■ The request:
Rewrite every record below with "Target" changed to "Object" and everything else left as it is. Leave the pictures out of your output.
---------- Data supplied
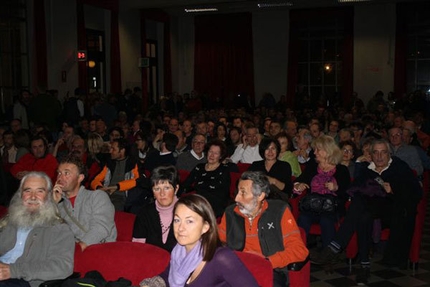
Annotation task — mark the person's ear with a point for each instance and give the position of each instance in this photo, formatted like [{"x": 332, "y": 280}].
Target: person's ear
[
  {"x": 81, "y": 177},
  {"x": 206, "y": 227}
]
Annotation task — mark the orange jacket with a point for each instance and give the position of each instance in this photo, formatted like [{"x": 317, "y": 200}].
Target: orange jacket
[
  {"x": 295, "y": 250},
  {"x": 103, "y": 178}
]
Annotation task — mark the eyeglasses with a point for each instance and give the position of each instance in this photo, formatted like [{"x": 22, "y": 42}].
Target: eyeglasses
[
  {"x": 395, "y": 135},
  {"x": 164, "y": 188}
]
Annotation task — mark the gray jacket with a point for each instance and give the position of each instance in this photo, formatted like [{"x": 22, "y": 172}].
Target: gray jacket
[
  {"x": 95, "y": 213},
  {"x": 48, "y": 253}
]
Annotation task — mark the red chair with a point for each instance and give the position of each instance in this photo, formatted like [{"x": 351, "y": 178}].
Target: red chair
[
  {"x": 234, "y": 177},
  {"x": 124, "y": 222},
  {"x": 263, "y": 271},
  {"x": 259, "y": 267},
  {"x": 3, "y": 211},
  {"x": 183, "y": 174},
  {"x": 352, "y": 248},
  {"x": 131, "y": 260},
  {"x": 243, "y": 167}
]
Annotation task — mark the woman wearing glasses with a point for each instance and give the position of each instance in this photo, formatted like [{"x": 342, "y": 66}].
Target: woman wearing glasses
[{"x": 153, "y": 223}]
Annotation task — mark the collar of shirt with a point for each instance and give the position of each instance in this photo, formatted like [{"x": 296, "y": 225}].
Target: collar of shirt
[
  {"x": 372, "y": 166},
  {"x": 196, "y": 156}
]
--------------------
■ Solution to the exercise:
Annotation task — mark the person's ear with a point for each instance and give the position of each instance in this photo, formatted like [{"x": 332, "y": 280}].
Object: person's ear
[
  {"x": 81, "y": 177},
  {"x": 206, "y": 227}
]
Annotation task — mark the orange jacket with a point for each instance and give the position of each instance in this photo, formatted like [{"x": 317, "y": 200}].
Object: orange jacket
[
  {"x": 295, "y": 250},
  {"x": 103, "y": 178}
]
Annotation task — mark the eyeglasses with a point for each instance and give the position of each instance in this photo, formatted like [{"x": 22, "y": 42}].
Object: eyeglasses
[
  {"x": 395, "y": 135},
  {"x": 164, "y": 188}
]
Annotation task — mark the gray jacket with a point for each instance and give the position of each instance in this photo, formatted like [{"x": 22, "y": 172}].
Object: gray jacket
[
  {"x": 95, "y": 213},
  {"x": 48, "y": 253}
]
Annotation task — mark the red chair with a point for each instance and give the position of each instance in this photo, formatted like [{"x": 351, "y": 178}].
Object: red chair
[
  {"x": 234, "y": 177},
  {"x": 124, "y": 222},
  {"x": 263, "y": 271},
  {"x": 259, "y": 267},
  {"x": 3, "y": 211},
  {"x": 183, "y": 174},
  {"x": 352, "y": 248},
  {"x": 131, "y": 260},
  {"x": 243, "y": 167}
]
Annotation task — mark the woman wearing glasses with a point for each instance and give the position of each instance in this photo, formatted like [{"x": 342, "y": 66}].
Object: woman wearing glasses
[{"x": 153, "y": 223}]
Annotation task — mark the collar of shirt with a point for each instance and give the position of each instance in this photo, formatted like [{"x": 296, "y": 225}].
Object: collar of shirt
[
  {"x": 372, "y": 166},
  {"x": 196, "y": 156}
]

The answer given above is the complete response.